* _Prompt_: Would you output each record exactly as it stands?

[Collection entries]

- Opening Delimiter -

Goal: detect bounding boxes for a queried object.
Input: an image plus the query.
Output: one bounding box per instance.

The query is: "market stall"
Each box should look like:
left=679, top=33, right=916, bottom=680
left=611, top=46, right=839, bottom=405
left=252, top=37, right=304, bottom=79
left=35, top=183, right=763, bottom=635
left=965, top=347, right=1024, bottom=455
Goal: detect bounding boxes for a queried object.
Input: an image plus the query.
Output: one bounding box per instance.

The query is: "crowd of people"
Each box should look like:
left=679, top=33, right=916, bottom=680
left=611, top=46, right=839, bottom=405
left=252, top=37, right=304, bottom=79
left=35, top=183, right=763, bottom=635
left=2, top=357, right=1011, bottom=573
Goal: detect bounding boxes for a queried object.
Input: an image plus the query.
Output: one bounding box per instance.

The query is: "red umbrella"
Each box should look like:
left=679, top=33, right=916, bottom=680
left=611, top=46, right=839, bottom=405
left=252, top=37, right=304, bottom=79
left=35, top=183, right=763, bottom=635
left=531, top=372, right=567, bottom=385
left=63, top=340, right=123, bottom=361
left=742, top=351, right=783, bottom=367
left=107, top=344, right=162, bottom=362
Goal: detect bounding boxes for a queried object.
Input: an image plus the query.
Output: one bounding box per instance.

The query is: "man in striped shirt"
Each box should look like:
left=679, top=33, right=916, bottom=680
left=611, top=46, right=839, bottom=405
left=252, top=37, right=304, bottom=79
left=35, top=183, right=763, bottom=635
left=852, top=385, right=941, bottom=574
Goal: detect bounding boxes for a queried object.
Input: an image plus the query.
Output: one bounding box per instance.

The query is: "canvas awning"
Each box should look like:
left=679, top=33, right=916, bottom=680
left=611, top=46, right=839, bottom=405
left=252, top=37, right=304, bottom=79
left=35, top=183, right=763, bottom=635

- Closing Delimiter -

* _Exercise response_:
Goal: detect bounding boxes for a queried object.
Input: an image plus the query.
Output: one bounding box per instance.

The query is: "market stall"
Each box should look like:
left=679, top=33, right=916, bottom=680
left=611, top=46, right=839, bottom=405
left=252, top=37, right=304, bottom=79
left=35, top=183, right=763, bottom=635
left=965, top=347, right=1024, bottom=455
Goal: detect bounding boxes for a queried object.
Input: an image plus the query.
Output: one bounding box per instance.

The query is: "crowd of people"
Each box should look like:
left=679, top=33, right=916, bottom=680
left=611, top=46, right=839, bottom=405
left=252, top=37, right=304, bottom=79
left=35, top=183, right=763, bottom=635
left=2, top=357, right=1011, bottom=573
Goal: detect bounding boxes for a queried object.
Input: an image plus the query.
Output: one bounding box per instance.

The query is: "red umbrella"
Each box should look like:
left=679, top=33, right=916, bottom=680
left=611, top=46, right=839, bottom=405
left=252, top=37, right=304, bottom=79
left=35, top=183, right=763, bottom=635
left=531, top=372, right=567, bottom=385
left=63, top=340, right=123, bottom=361
left=742, top=351, right=783, bottom=367
left=107, top=344, right=162, bottom=362
Goal: detect bounding boxes for a queried object.
Input: an image plus the query.
Output: one bounding box per instance.

The query is: "man in striped shirt"
Each box should look like:
left=679, top=33, right=916, bottom=680
left=611, top=46, right=839, bottom=405
left=252, top=37, right=304, bottom=79
left=35, top=183, right=763, bottom=635
left=852, top=385, right=941, bottom=574
Goal: detect bounding boxes for a queried object.
Input: an image plus the query.
Output: one bounding box per instance.

The query is: "canvas awning"
Each box should look like:
left=679, top=33, right=916, bottom=680
left=611, top=46, right=839, bottom=405
left=252, top=37, right=304, bottom=79
left=35, top=183, right=763, bottom=635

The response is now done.